* BRIEF 1:
Count how many lines of the records contain the string "concrete", with case mattering. Reply with the number only.

* TEXT EXTRACT:
::::::

It is with a sense of profound relief that, after a hiatus of several decades due to irresolvable public disclosure constraints, I can report that my contribution to that sub-genre of confessional writings termed Lazarine Literature* – otherwise known as prison literature – is now complete.  Its title?  A Room to the End of Fall. 

 

A Room to the End of Fall.

When my notice heralding the narrative of novelist Theresa Ollivante’s disappearance was first published (see the chapter, Thought Police, page 414 of Sister Morphine published by Salt in 2008) ...
http://catherineeisnerfrance.blogspot.co.uk/2011/09/sister-morphine.html 
... the announcement concluded that:
‘... when, even the Press have so far failed to uncover clues to solve the mystery of her disappearance, tantalisingly, the publication of a full account of her astonishing story must be delayed until the next edition of this work [Sister Morphine].’
            This earlier commentary observed that, frustratingly, the occasion of Theresa’s disappearance, corroborated by a number of witnesses, had been more closely documented and reported more faithfully than the bizarre circumstances of her discovery.
            In Thought Police there is a sketch of the scene outside Theresa’s city apartment house, the day before her disappearance, that gave rise to the narrative’s working title. A police patrol car halts beside her as she stands immobile in an unseasonal flurry of snow, dressed in a thin housecoat, staring fixedly at a drain cover where the snowfall had melted in a perfect dish-shaped concavity.
            The cops are friendly and polite.

::::::

* BRIEF 2:
According to the passage about A Room to the End of Fall, what is Lazarine Literature otherwise known as?

::::::

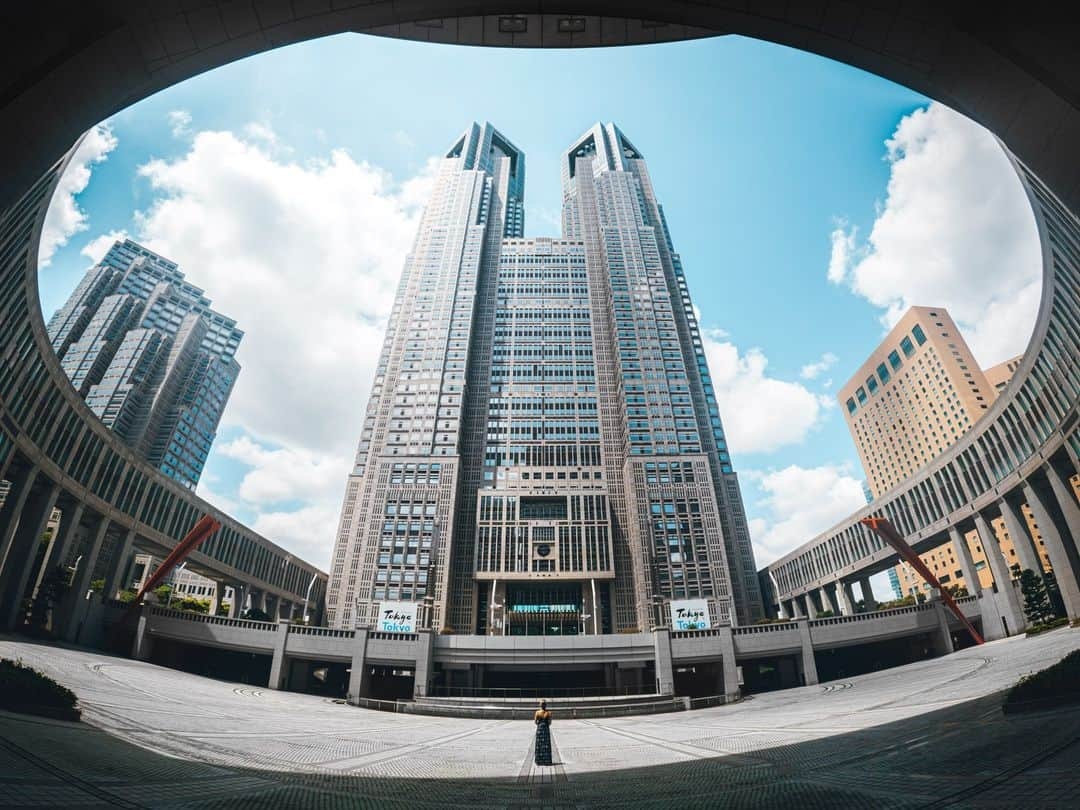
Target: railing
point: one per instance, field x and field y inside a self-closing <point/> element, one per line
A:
<point x="525" y="713"/>
<point x="771" y="628"/>
<point x="584" y="691"/>
<point x="221" y="620"/>
<point x="302" y="630"/>
<point x="698" y="633"/>
<point x="378" y="635"/>
<point x="871" y="615"/>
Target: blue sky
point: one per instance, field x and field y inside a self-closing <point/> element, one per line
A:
<point x="288" y="184"/>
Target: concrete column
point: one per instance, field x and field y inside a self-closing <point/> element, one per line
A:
<point x="1066" y="502"/>
<point x="358" y="676"/>
<point x="278" y="667"/>
<point x="730" y="669"/>
<point x="826" y="602"/>
<point x="12" y="512"/>
<point x="1006" y="596"/>
<point x="665" y="673"/>
<point x="864" y="584"/>
<point x="844" y="598"/>
<point x="426" y="663"/>
<point x="118" y="566"/>
<point x="143" y="645"/>
<point x="218" y="596"/>
<point x="944" y="634"/>
<point x="61" y="549"/>
<point x="1027" y="556"/>
<point x="849" y="594"/>
<point x="23" y="552"/>
<point x="73" y="605"/>
<point x="1061" y="555"/>
<point x="966" y="561"/>
<point x="806" y="657"/>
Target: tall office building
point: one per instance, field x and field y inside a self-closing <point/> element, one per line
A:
<point x="919" y="391"/>
<point x="1000" y="375"/>
<point x="542" y="451"/>
<point x="150" y="356"/>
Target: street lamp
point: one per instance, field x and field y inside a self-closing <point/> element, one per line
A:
<point x="582" y="618"/>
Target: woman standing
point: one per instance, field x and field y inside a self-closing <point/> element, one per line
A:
<point x="542" y="719"/>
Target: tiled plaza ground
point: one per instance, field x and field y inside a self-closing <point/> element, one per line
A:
<point x="929" y="734"/>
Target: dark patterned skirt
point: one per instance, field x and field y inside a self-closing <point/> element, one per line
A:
<point x="543" y="744"/>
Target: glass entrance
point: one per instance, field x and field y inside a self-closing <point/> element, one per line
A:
<point x="547" y="609"/>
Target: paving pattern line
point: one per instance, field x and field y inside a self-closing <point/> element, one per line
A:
<point x="1002" y="777"/>
<point x="366" y="760"/>
<point x="65" y="775"/>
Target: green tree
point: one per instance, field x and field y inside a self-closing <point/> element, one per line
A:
<point x="1037" y="606"/>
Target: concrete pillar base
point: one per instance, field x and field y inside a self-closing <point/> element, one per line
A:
<point x="665" y="673"/>
<point x="279" y="667"/>
<point x="358" y="675"/>
<point x="144" y="644"/>
<point x="807" y="661"/>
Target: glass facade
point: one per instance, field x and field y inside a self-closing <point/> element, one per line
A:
<point x="150" y="356"/>
<point x="584" y="477"/>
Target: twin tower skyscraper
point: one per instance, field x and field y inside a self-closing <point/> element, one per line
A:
<point x="542" y="450"/>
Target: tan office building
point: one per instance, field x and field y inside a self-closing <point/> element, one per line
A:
<point x="916" y="394"/>
<point x="998" y="376"/>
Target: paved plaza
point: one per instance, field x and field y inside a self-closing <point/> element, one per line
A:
<point x="928" y="734"/>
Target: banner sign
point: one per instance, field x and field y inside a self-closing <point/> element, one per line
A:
<point x="690" y="615"/>
<point x="397" y="617"/>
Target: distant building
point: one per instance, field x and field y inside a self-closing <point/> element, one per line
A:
<point x="998" y="376"/>
<point x="917" y="393"/>
<point x="150" y="356"/>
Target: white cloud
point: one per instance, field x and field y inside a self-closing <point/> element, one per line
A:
<point x="260" y="132"/>
<point x="308" y="531"/>
<point x="64" y="217"/>
<point x="955" y="231"/>
<point x="842" y="253"/>
<point x="96" y="248"/>
<point x="285" y="473"/>
<point x="812" y="370"/>
<point x="179" y="122"/>
<point x="760" y="413"/>
<point x="798" y="504"/>
<point x="306" y="257"/>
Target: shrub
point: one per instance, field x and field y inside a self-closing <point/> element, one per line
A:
<point x="26" y="690"/>
<point x="1037" y="606"/>
<point x="1057" y="684"/>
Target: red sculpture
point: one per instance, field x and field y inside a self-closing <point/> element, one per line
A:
<point x="197" y="537"/>
<point x="888" y="532"/>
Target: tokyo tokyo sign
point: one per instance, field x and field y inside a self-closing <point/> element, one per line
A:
<point x="397" y="617"/>
<point x="690" y="615"/>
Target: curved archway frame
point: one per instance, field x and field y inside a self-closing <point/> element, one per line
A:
<point x="71" y="68"/>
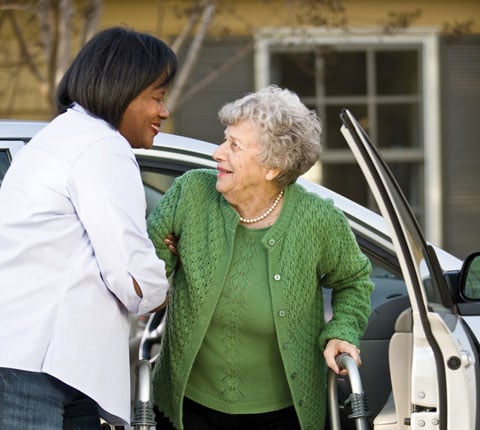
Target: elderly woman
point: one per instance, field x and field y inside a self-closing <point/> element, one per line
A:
<point x="253" y="249"/>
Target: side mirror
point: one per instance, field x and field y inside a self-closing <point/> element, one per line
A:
<point x="470" y="277"/>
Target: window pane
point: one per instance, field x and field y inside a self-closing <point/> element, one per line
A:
<point x="397" y="72"/>
<point x="346" y="179"/>
<point x="398" y="125"/>
<point x="295" y="71"/>
<point x="333" y="137"/>
<point x="345" y="74"/>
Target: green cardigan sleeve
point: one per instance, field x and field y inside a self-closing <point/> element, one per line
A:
<point x="161" y="223"/>
<point x="348" y="276"/>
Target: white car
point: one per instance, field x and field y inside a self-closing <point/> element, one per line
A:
<point x="421" y="348"/>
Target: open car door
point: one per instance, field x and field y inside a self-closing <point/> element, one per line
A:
<point x="434" y="373"/>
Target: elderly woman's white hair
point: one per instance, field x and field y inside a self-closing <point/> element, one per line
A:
<point x="289" y="132"/>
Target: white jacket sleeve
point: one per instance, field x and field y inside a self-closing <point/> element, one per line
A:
<point x="106" y="189"/>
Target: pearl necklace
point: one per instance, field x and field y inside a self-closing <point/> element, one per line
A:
<point x="265" y="214"/>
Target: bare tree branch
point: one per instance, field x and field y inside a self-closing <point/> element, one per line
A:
<point x="91" y="14"/>
<point x="64" y="39"/>
<point x="24" y="52"/>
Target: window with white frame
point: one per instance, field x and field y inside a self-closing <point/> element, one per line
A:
<point x="382" y="80"/>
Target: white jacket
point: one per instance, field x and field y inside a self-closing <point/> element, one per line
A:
<point x="72" y="237"/>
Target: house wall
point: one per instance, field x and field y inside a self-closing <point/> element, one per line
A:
<point x="232" y="30"/>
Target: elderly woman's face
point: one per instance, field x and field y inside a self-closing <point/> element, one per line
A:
<point x="239" y="171"/>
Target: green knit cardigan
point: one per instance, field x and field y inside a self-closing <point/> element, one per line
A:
<point x="309" y="247"/>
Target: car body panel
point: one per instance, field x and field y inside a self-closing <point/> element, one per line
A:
<point x="172" y="155"/>
<point x="443" y="366"/>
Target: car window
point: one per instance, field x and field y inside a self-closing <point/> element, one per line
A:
<point x="5" y="160"/>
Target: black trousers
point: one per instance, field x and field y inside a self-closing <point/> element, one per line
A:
<point x="198" y="417"/>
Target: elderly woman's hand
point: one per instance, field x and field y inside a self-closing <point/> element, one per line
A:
<point x="335" y="347"/>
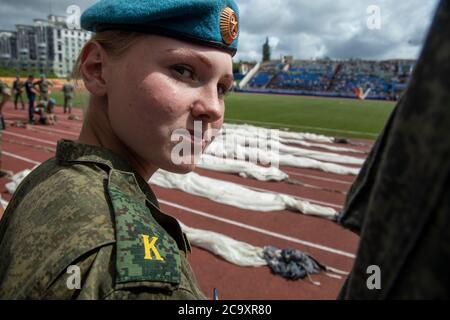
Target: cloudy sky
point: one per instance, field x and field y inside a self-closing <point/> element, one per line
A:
<point x="368" y="29"/>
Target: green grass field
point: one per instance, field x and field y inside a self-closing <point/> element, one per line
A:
<point x="331" y="116"/>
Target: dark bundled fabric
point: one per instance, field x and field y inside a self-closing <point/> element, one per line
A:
<point x="291" y="263"/>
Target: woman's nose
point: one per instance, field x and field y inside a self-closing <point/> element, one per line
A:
<point x="208" y="107"/>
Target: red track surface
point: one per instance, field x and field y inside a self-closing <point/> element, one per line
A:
<point x="282" y="229"/>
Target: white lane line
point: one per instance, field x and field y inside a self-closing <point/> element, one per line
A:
<point x="304" y="127"/>
<point x="243" y="185"/>
<point x="62" y="121"/>
<point x="12" y="155"/>
<point x="71" y="133"/>
<point x="301" y="198"/>
<point x="27" y="137"/>
<point x="317" y="177"/>
<point x="239" y="224"/>
<point x="259" y="230"/>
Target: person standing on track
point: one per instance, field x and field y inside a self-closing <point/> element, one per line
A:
<point x="43" y="87"/>
<point x="31" y="95"/>
<point x="67" y="90"/>
<point x="18" y="90"/>
<point x="6" y="94"/>
<point x="400" y="202"/>
<point x="85" y="224"/>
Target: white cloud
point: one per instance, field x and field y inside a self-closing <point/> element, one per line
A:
<point x="302" y="28"/>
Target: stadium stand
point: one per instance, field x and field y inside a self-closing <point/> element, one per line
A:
<point x="385" y="79"/>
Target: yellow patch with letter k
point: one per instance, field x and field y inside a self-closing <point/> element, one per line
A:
<point x="149" y="247"/>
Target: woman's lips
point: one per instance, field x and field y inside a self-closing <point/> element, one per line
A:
<point x="197" y="140"/>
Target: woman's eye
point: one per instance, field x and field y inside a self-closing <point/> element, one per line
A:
<point x="184" y="72"/>
<point x="222" y="90"/>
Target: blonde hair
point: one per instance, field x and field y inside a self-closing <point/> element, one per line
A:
<point x="114" y="42"/>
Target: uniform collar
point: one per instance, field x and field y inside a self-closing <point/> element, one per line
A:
<point x="74" y="152"/>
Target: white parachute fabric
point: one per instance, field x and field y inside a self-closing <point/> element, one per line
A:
<point x="236" y="195"/>
<point x="282" y="133"/>
<point x="16" y="180"/>
<point x="270" y="157"/>
<point x="240" y="253"/>
<point x="245" y="169"/>
<point x="231" y="140"/>
<point x="320" y="146"/>
<point x="286" y="137"/>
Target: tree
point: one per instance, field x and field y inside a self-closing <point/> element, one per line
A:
<point x="266" y="50"/>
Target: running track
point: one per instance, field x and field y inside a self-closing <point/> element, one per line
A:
<point x="329" y="243"/>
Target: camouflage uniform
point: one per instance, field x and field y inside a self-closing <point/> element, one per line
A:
<point x="87" y="207"/>
<point x="400" y="202"/>
<point x="18" y="90"/>
<point x="43" y="88"/>
<point x="68" y="96"/>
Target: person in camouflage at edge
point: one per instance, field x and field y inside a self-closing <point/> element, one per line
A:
<point x="400" y="202"/>
<point x="89" y="210"/>
<point x="43" y="87"/>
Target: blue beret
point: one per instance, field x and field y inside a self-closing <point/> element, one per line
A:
<point x="210" y="22"/>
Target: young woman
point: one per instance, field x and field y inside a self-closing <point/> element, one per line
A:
<point x="85" y="224"/>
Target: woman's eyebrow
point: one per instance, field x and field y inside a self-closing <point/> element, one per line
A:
<point x="188" y="53"/>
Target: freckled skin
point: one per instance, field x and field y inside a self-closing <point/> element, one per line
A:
<point x="147" y="100"/>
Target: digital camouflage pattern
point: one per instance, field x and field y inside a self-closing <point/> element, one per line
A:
<point x="73" y="210"/>
<point x="400" y="202"/>
<point x="43" y="86"/>
<point x="134" y="226"/>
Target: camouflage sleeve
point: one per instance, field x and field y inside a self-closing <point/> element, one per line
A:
<point x="187" y="290"/>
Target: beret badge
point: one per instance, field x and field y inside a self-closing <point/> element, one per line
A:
<point x="229" y="26"/>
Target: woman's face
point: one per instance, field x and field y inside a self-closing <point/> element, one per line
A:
<point x="161" y="85"/>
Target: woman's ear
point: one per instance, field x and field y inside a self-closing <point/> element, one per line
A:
<point x="93" y="63"/>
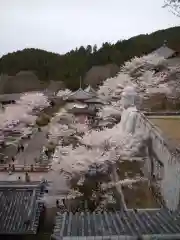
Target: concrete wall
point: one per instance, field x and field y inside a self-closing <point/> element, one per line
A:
<point x="166" y="161"/>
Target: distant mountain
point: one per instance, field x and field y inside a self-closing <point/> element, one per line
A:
<point x="70" y="66"/>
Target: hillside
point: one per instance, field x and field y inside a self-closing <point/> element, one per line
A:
<point x="69" y="67"/>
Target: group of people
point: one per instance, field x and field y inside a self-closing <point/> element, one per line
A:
<point x="20" y="148"/>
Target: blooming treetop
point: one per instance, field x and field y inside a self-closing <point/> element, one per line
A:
<point x="22" y="109"/>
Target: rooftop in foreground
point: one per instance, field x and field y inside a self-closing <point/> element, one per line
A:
<point x="169" y="126"/>
<point x="143" y="224"/>
<point x="20" y="207"/>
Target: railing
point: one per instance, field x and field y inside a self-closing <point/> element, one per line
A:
<point x="24" y="168"/>
<point x="177" y="113"/>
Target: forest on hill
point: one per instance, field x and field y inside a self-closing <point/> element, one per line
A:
<point x="70" y="66"/>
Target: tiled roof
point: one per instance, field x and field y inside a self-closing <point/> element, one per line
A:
<point x="94" y="100"/>
<point x="80" y="94"/>
<point x="118" y="224"/>
<point x="164" y="51"/>
<point x="89" y="89"/>
<point x="19" y="208"/>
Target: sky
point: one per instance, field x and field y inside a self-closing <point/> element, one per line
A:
<point x="62" y="25"/>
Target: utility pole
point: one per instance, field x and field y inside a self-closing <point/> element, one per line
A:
<point x="80" y="82"/>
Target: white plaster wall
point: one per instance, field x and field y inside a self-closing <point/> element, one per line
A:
<point x="170" y="184"/>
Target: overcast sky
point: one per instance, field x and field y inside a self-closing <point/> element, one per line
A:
<point x="61" y="25"/>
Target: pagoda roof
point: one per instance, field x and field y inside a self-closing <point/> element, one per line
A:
<point x="157" y="223"/>
<point x="89" y="89"/>
<point x="164" y="51"/>
<point x="19" y="207"/>
<point x="80" y="94"/>
<point x="94" y="100"/>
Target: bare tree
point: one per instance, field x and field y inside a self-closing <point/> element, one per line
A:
<point x="173" y="5"/>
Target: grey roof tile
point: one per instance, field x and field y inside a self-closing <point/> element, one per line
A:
<point x="80" y="94"/>
<point x="164" y="51"/>
<point x="120" y="223"/>
<point x="19" y="208"/>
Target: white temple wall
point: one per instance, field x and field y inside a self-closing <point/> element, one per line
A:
<point x="169" y="172"/>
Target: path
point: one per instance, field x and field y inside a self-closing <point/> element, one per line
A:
<point x="33" y="148"/>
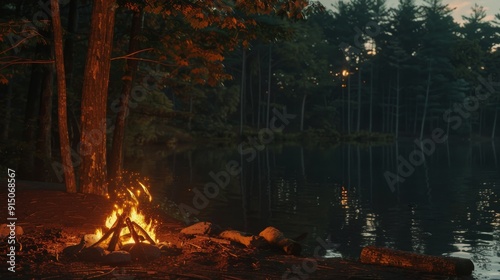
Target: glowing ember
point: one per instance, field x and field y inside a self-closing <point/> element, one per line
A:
<point x="130" y="198"/>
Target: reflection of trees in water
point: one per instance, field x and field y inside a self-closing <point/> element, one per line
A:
<point x="342" y="192"/>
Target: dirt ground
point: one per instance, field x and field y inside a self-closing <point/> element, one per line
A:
<point x="53" y="220"/>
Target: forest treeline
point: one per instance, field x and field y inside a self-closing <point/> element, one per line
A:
<point x="136" y="72"/>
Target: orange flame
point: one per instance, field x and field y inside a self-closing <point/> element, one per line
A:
<point x="131" y="205"/>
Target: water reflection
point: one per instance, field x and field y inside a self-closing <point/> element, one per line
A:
<point x="447" y="206"/>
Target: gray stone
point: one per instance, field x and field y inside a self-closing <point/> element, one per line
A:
<point x="117" y="257"/>
<point x="201" y="228"/>
<point x="144" y="251"/>
<point x="92" y="254"/>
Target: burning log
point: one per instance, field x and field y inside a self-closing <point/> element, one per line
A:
<point x="144" y="232"/>
<point x="246" y="239"/>
<point x="115" y="238"/>
<point x="277" y="238"/>
<point x="115" y="230"/>
<point x="431" y="264"/>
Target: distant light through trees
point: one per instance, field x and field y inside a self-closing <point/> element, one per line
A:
<point x="461" y="7"/>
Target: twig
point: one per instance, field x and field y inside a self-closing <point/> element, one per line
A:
<point x="131" y="54"/>
<point x="101" y="275"/>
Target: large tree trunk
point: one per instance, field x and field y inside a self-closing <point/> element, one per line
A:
<point x="69" y="175"/>
<point x="494" y="124"/>
<point x="398" y="91"/>
<point x="43" y="145"/>
<point x="426" y="102"/>
<point x="303" y="112"/>
<point x="242" y="89"/>
<point x="8" y="109"/>
<point x="269" y="85"/>
<point x="116" y="156"/>
<point x="30" y="117"/>
<point x="69" y="44"/>
<point x="371" y="100"/>
<point x="94" y="96"/>
<point x="349" y="104"/>
<point x="359" y="99"/>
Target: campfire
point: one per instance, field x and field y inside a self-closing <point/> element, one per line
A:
<point x="127" y="233"/>
<point x="126" y="224"/>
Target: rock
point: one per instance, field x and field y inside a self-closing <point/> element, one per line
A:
<point x="73" y="250"/>
<point x="92" y="254"/>
<point x="117" y="257"/>
<point x="144" y="251"/>
<point x="6" y="230"/>
<point x="277" y="238"/>
<point x="201" y="228"/>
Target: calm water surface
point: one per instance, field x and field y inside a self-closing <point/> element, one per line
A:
<point x="449" y="205"/>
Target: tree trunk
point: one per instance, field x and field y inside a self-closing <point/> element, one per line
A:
<point x="425" y="103"/>
<point x="69" y="174"/>
<point x="494" y="124"/>
<point x="116" y="156"/>
<point x="8" y="112"/>
<point x="94" y="97"/>
<point x="69" y="43"/>
<point x="269" y="86"/>
<point x="349" y="104"/>
<point x="259" y="94"/>
<point x="398" y="89"/>
<point x="242" y="90"/>
<point x="43" y="145"/>
<point x="371" y="100"/>
<point x="303" y="112"/>
<point x="359" y="100"/>
<point x="27" y="165"/>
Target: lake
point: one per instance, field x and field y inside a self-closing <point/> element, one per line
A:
<point x="447" y="204"/>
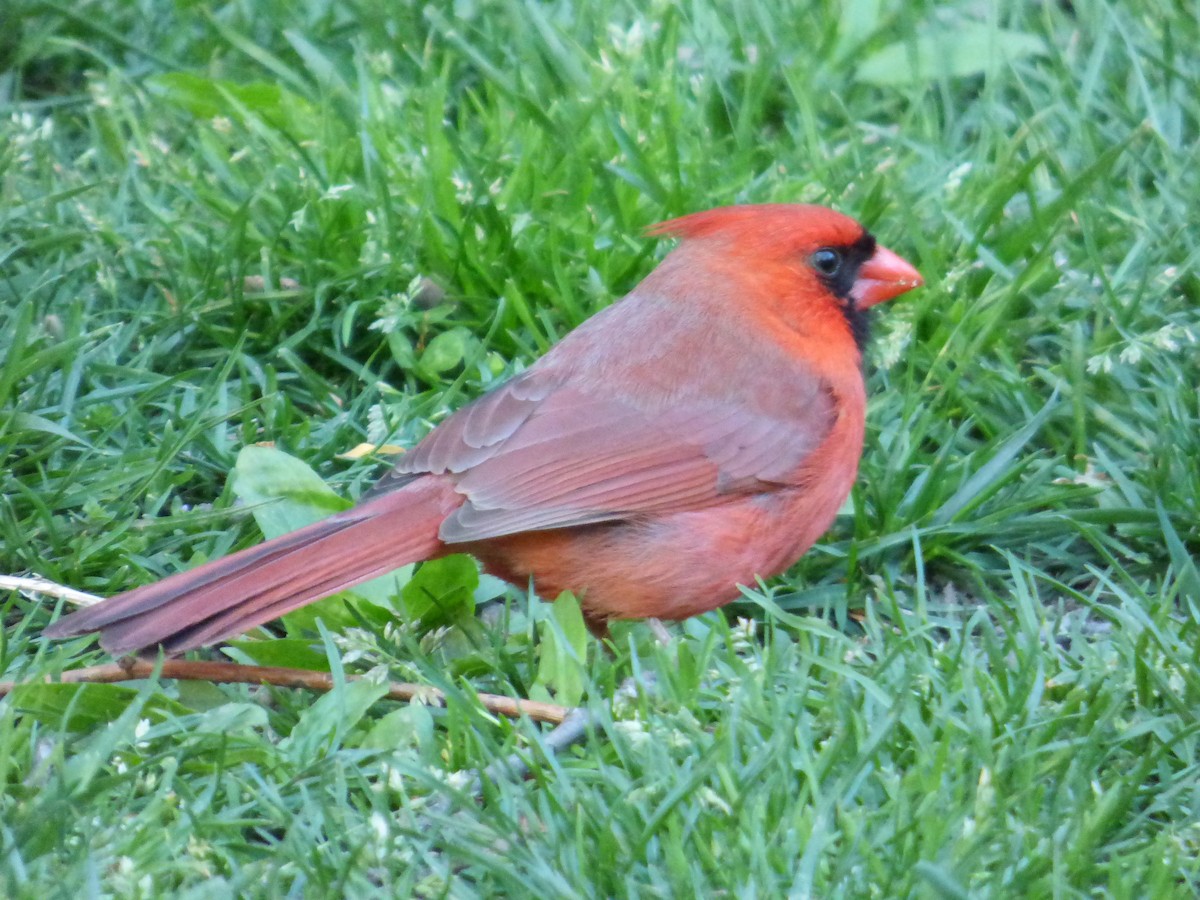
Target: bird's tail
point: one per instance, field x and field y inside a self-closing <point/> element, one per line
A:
<point x="235" y="593"/>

::::::

* RIGHT ANSWER 1:
3

* RIGHT ANSWER 2:
Prison literature.